## begin Page excerpt

Islamic History Part II:
Let us take another quick walk back in history in order to get a better picture of what I have been proposing. I will again identify the “First Beast from the Sea” through past events, and then discuss what the “Second Beast from the Earth” will look like in the future.
As stated before, Islam appeared in the 7th century superseding three previous “horns” of Rome: the pagan Roman Empire, Constantine’s vast Christian Empire, and then the Eastern Christian Byzantine Empire. Islam’s main aim was to convert and conquer the entire world for Allah, totally destroying the Christians and Jews (God’s “people of the Book”). This was to be accomplished by force and upon threat of death, according to the Koran: “Fight those who believe not in Allah...” (Surah 9:29), and “Kill the disbelievers wherever we [you] find them” (Surah 2:191). In only 100 years, Islam swept by sword and scimitar across four immense regions: from the Arabian Peninsula to as far west as the Iberian Peninsula and parts of France in Europe, all of north of Africa, parts of the Balkan region, Persia, and as far east as Central Asia. Several Caliphates (such as the Rashidun and Umayyad) quickly conquered the important Christian centers of Damascus, Jerusalem, Alexandria, and Carthage, though they could not overtake the Byzantine capital of Constantinople until later in the 15th century, but not for lack of trying many times.
In the 13th century, Islam was confronted from
the east by Genghis Khan’s equally destructive
and blood-thirsty Mongolian Empire in
its westward thrust.[1]
This began as a multi-religious empire, but by the time of Kublai Khan’s death (his grandson) in the 14th century, the
western portions of its enormous khanates had embraced the Muslim religion.[2]
Thus, there were various huge competing Muslim empires in parts of the world at
the same time, such as the Egyptian Mameluke Sultanate, the Golden
Horde Khanate in Turkey and southern Russia, the Ilkhanate in modern
Iraq and Iran, the Chagatai Khanate north of India, and the Delhi Sultanate
in India.
Though the ancient Yuan Dynasty of China and the further eastern regions remained mainly Buddhist, the number of Muslims in the Far East also increased.[3] Later, the territory of Russia, for a time governed by the Golden Horde, expelled the Muslims and retained its own version of Christianity. Thus, in this manner, the Mongolian Empire, the largest in contiguous territory of all history, collaborated in spreading Islam between Eurasia, northeast Asia, and parts of Southeast Asia.[4] The Mongols even reached the Levant and Israel as far as Gaza. (See map above of the Mongolian conquests that imposed Islam, plus part of the already conquered Muslim centers of the Middle East, during the 14th century).[5]
Islam did not become a stable semi-unified force in the region surrounding the land of Israel until the Turkish Ottoman Empire took full power in the mid-15th century (see map at right of Turkish Ottoman territorial gains).[6] While the Christian Byzantine Empire had held various extensions of territory and dominion at different times in the Eastern Mediterranean basin, it was always threatened by the many Islamic efforts to conquer and eliminate it. Constantinople, considered by the Muslims as the Christian capital and symbol of its challenge to their dominion, had been the “bone in the throat of Allah” until they finally conquered it in 1453.[7]
That is when the Muslim Turkish Ottoman government finished destroying the minuscule remaining portion of the Christian Byzantine Empire in the Greek Peloponnese area and Constantinople (colored in purple on the map of Eastern Mediterranean 1450 AD).[8] The Ottoman Empire was never able to conquer the Roman Catholic capital of Rome, though it tried, and the Roman Catholic Empire managed to hold onto central and northern Europe religiously, politically, and socially all through the Middle Ages.

## end Page excerpt
## begin Given records

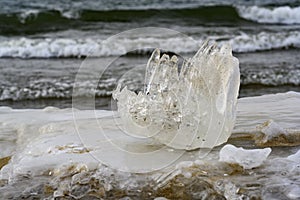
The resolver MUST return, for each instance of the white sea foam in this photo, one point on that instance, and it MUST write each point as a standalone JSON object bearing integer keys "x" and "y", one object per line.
{"x": 71, "y": 47}
{"x": 265, "y": 41}
{"x": 279, "y": 15}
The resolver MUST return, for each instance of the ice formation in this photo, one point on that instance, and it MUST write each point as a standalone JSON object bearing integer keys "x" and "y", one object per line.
{"x": 187, "y": 108}
{"x": 248, "y": 159}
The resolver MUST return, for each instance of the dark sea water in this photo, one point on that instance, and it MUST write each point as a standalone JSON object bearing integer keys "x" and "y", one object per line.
{"x": 43, "y": 43}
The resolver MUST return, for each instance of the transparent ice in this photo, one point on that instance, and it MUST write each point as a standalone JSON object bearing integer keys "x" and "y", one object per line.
{"x": 184, "y": 108}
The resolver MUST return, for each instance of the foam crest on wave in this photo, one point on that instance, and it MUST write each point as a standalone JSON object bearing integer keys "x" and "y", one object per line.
{"x": 63, "y": 47}
{"x": 265, "y": 41}
{"x": 278, "y": 15}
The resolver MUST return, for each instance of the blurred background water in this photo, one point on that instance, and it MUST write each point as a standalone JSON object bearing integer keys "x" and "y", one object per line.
{"x": 43, "y": 43}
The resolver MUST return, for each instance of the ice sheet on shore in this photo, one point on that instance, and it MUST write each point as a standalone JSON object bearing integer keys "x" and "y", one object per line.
{"x": 46, "y": 143}
{"x": 247, "y": 158}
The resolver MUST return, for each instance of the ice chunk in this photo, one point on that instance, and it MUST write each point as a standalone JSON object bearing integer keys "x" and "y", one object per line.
{"x": 248, "y": 159}
{"x": 271, "y": 134}
{"x": 189, "y": 109}
{"x": 295, "y": 157}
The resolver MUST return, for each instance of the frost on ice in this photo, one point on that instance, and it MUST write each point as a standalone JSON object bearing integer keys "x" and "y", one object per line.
{"x": 188, "y": 107}
{"x": 248, "y": 159}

## end Given records

• To-do list
- A) Print the part of the Islamic history passage starting at "Islamic History Part" and ending at "in the future.", word for word.
- B) Answer these questions from the Islamic history passage:
(i) In what year did the Muslims finally conquer Constantinople?
(ii) Whose death in the 14th century marks the point by which the western khanates had embraced the Muslim religion?
(iii) How far into the Levant did the Mongols reach?

• Outputs in order
- A)
Islamic History Part II:
Let us take another quick walk back in history in order to get a better picture of what I have been proposing. I will again identify the “First Beast from the Sea” through past events, and then discuss what the “Second Beast from the Earth” will look like in the future.

- B)
(i) 1453
(ii) Kublai Khan's
(iii) As far as Gaza